PROBLEMS.
1. Answer these about the Mint boot thread:
(a) How many times in the last year has the problem occurred?
(b) What was happening with email?
(c) What command did buster type to fix it?
2. Please output the part of the Mint boot thread from "The problem: A" up to and including "bring on depression.", copied word for word.

GIVEN TEXT.

• Welcome to Peterborough Linux User Group (Canada) Forum.
 

Problem booting Mint - probably messed up root files

Started by buster, November 09, 2021, 11:10:45 AM

Previous topic - Next topic

0 Members and 2 Guests are viewing this topic.

buster

I did solve the problem, but I don't fully understand what went wrong. Twice in the last year this has occurred, I think after updates. Choosing a different kernel didn't solve the problem.

The problem: A few oddities were showing up, like email could come in, but not be sent. A reboot led to a black page with a few choices, and that's when I found out a different kernel made no difference. There were also many, many words - enough to bring on depression.

The solution: Buried somewhere in the morass of verbiage was a hint that I might file check the root partition. So I typed fsck /dev/sda5. And then I agreed 'yes go ahead' about 20 to 25 times. And it rebooted nicely.

DATA SECTION.
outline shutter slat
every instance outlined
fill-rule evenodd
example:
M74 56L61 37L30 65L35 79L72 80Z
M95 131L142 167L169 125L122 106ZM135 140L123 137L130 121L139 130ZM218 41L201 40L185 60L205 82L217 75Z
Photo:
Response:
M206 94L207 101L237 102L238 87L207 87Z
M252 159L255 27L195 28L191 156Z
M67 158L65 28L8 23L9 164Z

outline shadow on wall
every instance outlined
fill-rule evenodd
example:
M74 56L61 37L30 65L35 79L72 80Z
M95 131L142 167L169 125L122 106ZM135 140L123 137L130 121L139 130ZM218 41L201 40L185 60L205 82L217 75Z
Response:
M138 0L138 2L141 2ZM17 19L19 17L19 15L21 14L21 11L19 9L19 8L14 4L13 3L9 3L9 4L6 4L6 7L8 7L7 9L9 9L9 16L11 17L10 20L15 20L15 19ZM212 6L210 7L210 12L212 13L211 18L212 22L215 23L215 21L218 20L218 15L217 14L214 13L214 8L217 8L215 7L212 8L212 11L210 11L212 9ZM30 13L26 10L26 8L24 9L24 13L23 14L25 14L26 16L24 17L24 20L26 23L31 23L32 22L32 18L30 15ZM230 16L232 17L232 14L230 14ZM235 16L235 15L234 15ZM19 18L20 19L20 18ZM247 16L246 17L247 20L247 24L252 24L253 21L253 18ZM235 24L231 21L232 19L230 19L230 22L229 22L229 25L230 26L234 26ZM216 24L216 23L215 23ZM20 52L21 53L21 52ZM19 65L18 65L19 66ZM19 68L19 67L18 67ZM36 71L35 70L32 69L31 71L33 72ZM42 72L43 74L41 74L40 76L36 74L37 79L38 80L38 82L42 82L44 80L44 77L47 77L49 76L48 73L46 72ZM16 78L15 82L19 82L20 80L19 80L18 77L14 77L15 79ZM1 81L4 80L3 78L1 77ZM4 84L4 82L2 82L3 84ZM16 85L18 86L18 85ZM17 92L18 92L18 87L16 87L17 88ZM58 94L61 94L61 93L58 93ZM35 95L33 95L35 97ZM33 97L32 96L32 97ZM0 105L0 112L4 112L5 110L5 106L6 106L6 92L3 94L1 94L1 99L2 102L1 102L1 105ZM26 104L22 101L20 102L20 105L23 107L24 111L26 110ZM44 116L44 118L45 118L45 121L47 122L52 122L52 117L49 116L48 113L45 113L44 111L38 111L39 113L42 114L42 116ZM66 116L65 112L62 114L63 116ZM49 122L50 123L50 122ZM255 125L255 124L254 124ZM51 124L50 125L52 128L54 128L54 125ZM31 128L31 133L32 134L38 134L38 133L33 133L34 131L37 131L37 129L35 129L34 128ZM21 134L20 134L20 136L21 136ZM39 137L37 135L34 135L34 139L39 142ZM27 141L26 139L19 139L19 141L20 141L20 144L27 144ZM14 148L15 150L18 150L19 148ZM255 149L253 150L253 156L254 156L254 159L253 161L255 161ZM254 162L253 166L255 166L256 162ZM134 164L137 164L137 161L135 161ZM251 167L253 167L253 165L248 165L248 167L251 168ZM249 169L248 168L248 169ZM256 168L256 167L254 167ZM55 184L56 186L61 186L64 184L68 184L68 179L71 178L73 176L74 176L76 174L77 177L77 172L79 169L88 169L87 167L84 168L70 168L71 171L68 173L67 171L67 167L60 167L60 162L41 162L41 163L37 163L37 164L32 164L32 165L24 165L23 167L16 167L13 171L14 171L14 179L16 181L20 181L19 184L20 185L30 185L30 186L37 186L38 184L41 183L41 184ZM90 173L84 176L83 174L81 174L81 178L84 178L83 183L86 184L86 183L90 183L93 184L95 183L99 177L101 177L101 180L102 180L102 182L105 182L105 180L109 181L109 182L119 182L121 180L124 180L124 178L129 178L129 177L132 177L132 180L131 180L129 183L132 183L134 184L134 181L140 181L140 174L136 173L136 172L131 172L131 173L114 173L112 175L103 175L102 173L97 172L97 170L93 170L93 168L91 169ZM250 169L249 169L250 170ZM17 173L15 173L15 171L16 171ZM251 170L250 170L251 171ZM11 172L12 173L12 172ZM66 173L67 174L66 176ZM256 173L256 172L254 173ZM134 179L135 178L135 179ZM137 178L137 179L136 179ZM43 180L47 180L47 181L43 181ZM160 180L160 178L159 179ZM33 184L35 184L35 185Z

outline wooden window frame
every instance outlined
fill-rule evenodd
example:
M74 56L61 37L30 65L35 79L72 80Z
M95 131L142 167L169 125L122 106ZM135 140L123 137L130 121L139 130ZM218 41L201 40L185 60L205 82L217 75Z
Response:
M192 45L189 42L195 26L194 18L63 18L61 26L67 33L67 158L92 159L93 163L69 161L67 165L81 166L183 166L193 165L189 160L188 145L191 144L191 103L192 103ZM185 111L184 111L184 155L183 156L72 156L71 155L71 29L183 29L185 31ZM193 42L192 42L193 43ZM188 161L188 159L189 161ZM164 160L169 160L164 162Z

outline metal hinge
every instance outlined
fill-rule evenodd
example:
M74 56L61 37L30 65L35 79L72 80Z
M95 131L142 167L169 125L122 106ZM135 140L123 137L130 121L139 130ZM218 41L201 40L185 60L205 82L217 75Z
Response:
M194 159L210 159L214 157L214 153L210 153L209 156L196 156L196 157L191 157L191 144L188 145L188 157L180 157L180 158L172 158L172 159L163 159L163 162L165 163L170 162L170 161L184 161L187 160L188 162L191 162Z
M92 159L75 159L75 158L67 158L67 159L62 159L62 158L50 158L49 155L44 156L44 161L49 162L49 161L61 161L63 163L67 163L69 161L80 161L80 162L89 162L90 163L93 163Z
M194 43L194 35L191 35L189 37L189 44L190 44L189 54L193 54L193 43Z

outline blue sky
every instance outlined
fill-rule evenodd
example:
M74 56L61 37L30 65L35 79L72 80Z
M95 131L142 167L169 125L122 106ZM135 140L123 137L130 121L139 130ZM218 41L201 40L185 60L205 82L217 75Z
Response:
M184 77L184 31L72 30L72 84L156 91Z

FINAL RESULTS.
1.
(a) Twice
(b) Email could come in but not be sent.
(c) fsck /dev/sda5

2.
The problem: A few oddities were showing up, like email could come in, but not be sent. A reboot led to a black page with a few choices, and that's when I found out a different kernel made no difference. There were also many, many words - enough to bring on depression.